**Tasks and exercises:**
• a. In the article on the Gulf of Alaska salmon expedition, rewrite the passage between "The project also" and "according to Beamish.", inclusive, substituting "archived" for "stored".
• b. According to the article on the Gulf of Alaska salmon expedition, roughly how much would it cost to charter the vessel for the voyage?

---------- Selected text ----------

100-Mile-House Free Press
Retired DFO scientist plans wild salmon research expedition in Gulf of Alaska
Expedition outlined during fish farm industry meeting in Campbell River
DAVID GORDON KOCH
Sep. 29, 2018 11:12 a.m.
A retired scientist from the Department of Fisheries and Oceans (DFO) says he’s planning an international expedition across the Gulf of Alaska to shine light on changes to salmon stocks that he describes as poorly understood.
Dr. Richard Beamish outlined his plans for the venture – which he said is supported by fish farm operators – during an aquaculture industry conference that took place in Campbell River on Friday. During his presentation, Beamish said that scientists understand very little about the ups and downs of wild salmon returns.
“We still don’t know the mechanisms that allow us to accurately forecast salmon,” said Beamish.
For the proposed expedition, scientists would trawl for salmon in the Gulf of Alaska, identify the origin of the salmon using DNA samples, and then estimate their abundance in the region.
Russian vessels have conducted similar studies over the past 20 years on the east coast of Russia, said Beamish, who was formerly director of the DFO’s Pacific Biological Station in Nanaimo.
The proposed study would examine a vast area of ocean that’s crucial for B.C. salmon stocks, said Beamish.
“No one has ever done this in the Gulf of Alaska, where the bulk of our salmon are in the winter,” he said.
The voyage would involve chartering a Russian vessel for roughly $900,000, he said.
He noted that “the contract hasn’t been signed yet” but that money for the project had been secured in recent days.
Beamish said during his presentation that “salmon farmers are a major supporter of this expedition” but he declined to name the donors.
“At this time, because it’s privately funded, it’s up to the donors whether they want that information released,” he said.
The project also has the support of Canada and other governments, he said, adding that the project would involve a team of scientists from Korea, Japan, Russia, the United States and Canada.
The data would be stored at the University of B.C., where it would be publicly available, according to Beamish.
He spoke about the project during the Seafood West Business Summit at the Thunderbird Hall in Campbell River.
During the presentation, he discussed a number of findings about wild salmon stocks that he said remain unexplained.

---------- Material shown ----------

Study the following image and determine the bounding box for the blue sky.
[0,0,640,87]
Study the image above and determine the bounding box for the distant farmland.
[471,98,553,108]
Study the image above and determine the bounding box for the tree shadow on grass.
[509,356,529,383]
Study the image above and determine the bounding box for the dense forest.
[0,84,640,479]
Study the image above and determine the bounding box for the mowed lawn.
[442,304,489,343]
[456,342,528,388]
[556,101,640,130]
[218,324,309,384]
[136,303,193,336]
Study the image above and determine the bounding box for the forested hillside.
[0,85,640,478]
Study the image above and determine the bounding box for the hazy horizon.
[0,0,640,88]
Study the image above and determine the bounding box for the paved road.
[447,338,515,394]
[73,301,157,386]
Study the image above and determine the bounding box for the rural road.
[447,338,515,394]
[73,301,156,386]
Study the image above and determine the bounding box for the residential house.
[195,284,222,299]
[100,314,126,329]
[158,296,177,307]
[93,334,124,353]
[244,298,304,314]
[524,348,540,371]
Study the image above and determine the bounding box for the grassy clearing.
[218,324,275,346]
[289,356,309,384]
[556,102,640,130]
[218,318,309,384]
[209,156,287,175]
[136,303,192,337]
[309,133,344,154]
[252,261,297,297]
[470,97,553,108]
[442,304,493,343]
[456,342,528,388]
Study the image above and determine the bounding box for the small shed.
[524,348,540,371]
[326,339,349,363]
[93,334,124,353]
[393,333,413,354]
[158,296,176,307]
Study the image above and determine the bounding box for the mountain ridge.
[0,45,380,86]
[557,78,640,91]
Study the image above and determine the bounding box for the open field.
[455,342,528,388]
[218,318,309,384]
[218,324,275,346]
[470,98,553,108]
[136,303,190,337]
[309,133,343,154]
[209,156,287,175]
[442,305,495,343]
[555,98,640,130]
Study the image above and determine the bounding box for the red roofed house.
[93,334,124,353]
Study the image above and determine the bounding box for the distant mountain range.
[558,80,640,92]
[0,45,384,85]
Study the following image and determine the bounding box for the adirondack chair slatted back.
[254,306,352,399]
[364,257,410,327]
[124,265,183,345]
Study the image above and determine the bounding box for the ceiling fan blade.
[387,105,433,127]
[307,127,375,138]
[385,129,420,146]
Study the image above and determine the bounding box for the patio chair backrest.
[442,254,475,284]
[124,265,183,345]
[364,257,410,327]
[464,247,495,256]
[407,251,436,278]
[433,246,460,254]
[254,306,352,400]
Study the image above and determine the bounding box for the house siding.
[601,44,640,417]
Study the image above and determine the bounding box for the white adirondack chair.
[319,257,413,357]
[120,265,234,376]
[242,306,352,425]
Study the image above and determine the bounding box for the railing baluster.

----------

**Answers per task:**
• a.
The project also has the support of Canada and other governments, he said, adding that the project would involve a team of scientists from Korea, Japan, Russia, the United States and Canada.
The data would be archived at the University of B.C., where it would be publicly available, according to Beamish.

• b. Roughly $900,000.